This method is based on a series of factors, which resemble many of the factors previously used in the weighted and critical factor methods. However, in spite of oversimplification and the inability of these factors to shift with changing economic conditions, these formulas have been included because they are routinely used by a buyer in evaluating a purchase. The following factors have been taken into consideration:

Finance Years

This factor assumes the greater the loan period, the more a buyer will pay.

Financing Rate

This factor considers interest rates and types. It decreases the amount payable to a seller as the cost of financing increases.

Years in Operation

This factor assumes each year of past survival indicates a greater chance of future survival.

Consulting Time

This factor pays for education time from a seller.

Employees

This factor decreases value for a greater number of employees, as having a larger work force can create greater labor problems.

Net Cash

The greater a business's discretionary cash, the more a buyer should be willing to pay.

Local Economy

A better economy provides more certainty of future success, giving the business a higher value.

EXERCISE OBJECTIVE ->
Resume the passage on factors used in valuing a business, continuing on from its final sentence.

(Point-based annotation material)
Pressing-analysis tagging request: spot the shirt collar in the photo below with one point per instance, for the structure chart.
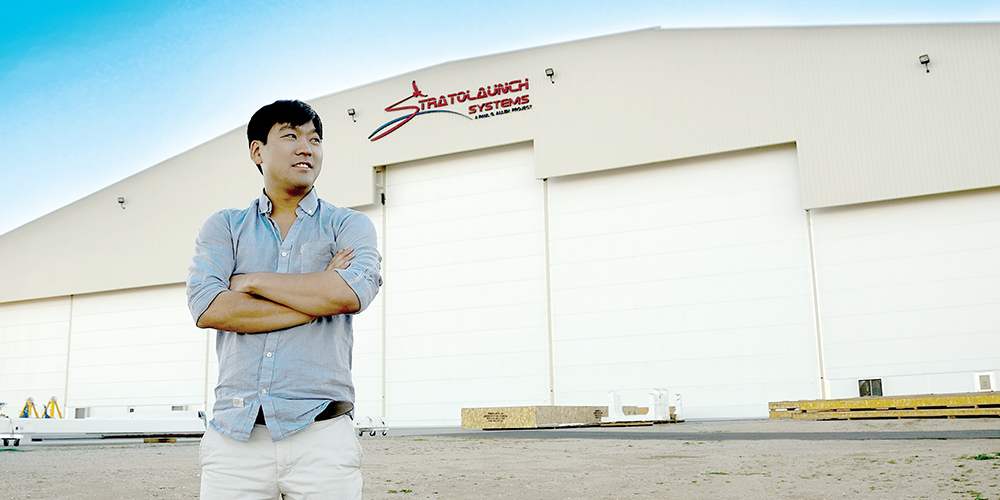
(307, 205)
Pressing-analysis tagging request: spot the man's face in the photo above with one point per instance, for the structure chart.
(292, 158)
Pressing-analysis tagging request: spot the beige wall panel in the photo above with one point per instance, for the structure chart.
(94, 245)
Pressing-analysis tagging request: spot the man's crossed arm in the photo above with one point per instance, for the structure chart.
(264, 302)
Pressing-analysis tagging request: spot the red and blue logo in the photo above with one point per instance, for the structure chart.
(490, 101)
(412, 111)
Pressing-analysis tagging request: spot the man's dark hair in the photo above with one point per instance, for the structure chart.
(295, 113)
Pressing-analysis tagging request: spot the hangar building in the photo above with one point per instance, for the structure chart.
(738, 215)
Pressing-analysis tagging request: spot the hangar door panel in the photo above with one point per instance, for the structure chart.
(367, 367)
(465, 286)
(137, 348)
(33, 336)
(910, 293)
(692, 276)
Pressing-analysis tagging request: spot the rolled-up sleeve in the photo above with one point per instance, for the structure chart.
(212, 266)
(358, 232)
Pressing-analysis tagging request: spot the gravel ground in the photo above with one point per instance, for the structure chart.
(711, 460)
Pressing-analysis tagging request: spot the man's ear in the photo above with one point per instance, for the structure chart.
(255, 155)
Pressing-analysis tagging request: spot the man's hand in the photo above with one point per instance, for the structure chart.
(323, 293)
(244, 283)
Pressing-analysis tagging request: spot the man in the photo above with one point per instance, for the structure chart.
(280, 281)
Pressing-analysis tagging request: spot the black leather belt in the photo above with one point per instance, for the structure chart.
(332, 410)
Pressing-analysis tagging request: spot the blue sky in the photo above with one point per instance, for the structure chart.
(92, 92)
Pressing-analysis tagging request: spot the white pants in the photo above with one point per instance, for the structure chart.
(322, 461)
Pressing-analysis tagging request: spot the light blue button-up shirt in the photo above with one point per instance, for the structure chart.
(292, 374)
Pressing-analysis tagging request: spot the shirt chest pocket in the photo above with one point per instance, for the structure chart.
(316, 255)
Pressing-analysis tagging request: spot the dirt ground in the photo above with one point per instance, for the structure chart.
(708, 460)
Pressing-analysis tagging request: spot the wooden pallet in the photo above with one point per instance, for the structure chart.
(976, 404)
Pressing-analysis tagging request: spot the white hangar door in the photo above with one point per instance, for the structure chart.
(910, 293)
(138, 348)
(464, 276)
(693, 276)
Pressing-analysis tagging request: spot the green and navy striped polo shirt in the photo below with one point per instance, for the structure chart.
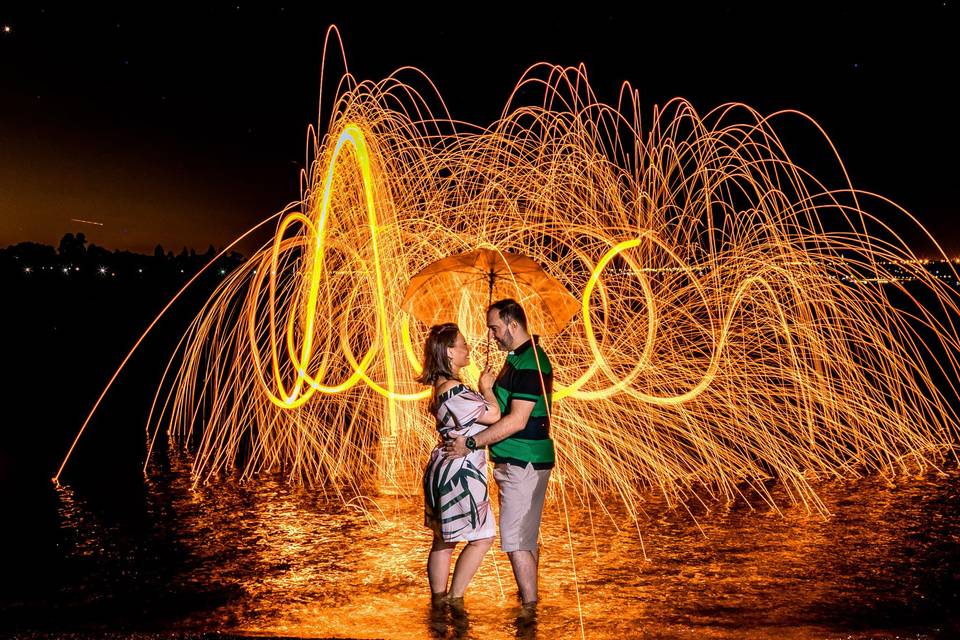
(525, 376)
...
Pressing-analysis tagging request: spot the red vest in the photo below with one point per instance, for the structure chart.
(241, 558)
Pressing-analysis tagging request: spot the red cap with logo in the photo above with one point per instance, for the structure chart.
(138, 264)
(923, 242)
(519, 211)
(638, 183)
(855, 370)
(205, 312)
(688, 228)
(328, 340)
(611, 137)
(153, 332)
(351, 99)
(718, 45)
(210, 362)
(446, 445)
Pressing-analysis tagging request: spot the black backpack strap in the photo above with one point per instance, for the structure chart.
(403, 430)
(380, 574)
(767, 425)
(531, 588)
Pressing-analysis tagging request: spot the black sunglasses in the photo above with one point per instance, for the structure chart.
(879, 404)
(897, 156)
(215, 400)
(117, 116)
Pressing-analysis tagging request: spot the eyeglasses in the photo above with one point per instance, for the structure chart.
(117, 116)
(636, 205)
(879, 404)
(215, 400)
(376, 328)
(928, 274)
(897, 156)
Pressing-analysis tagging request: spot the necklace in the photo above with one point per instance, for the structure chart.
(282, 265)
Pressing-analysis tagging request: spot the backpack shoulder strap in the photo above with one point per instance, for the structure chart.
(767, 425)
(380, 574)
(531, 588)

THE ANSWER ->
Labor Market

This factor assumes labor is a major business cost. If the labor market is soft for this business, labor cost will not rise; the converse is also true. The following have a direct effect on the labor market and therefore on the business value: union strength, age of industry, national economy, and industry market.

This factor also assumes that if a business requires high level skills, it poses a higher risk and, therefore, is worth less to a potential buyer.

Union Strength

This factor analyzes how an outside organization can control your business. The less control a business has over its labor force, the less a potential buyer is willing to pay.

Age of Industry

This factor increases value for stability and longevity in proportion to an industry’s age.

National Economy

This factor assumes a growing economy increases a business's demand and price. Conversely, a declining economy decreases demand for a particular business and its price.

Industry Market

This factor looks at the future markets for the products or services of this company and industry. The security or risk assigned to the future will directly raise or lower any suggested price.

Upper: $534,308.

Lower: $461,508.

Weighted Factors

This method assumes that the business value is based on the highest potential value of assets plus the discretionary cash flow multiplied by a factor, which is based on the learning curve for this type of business. The current demand for this industry and business are also taken into account. The business value represents the maximum possible price a buyer would pay given a business at this scale of operations and profit level. Each factor adds or deducts from the target value to arrive at a suggested price. Each of the following factors has an affect on the final suggested price.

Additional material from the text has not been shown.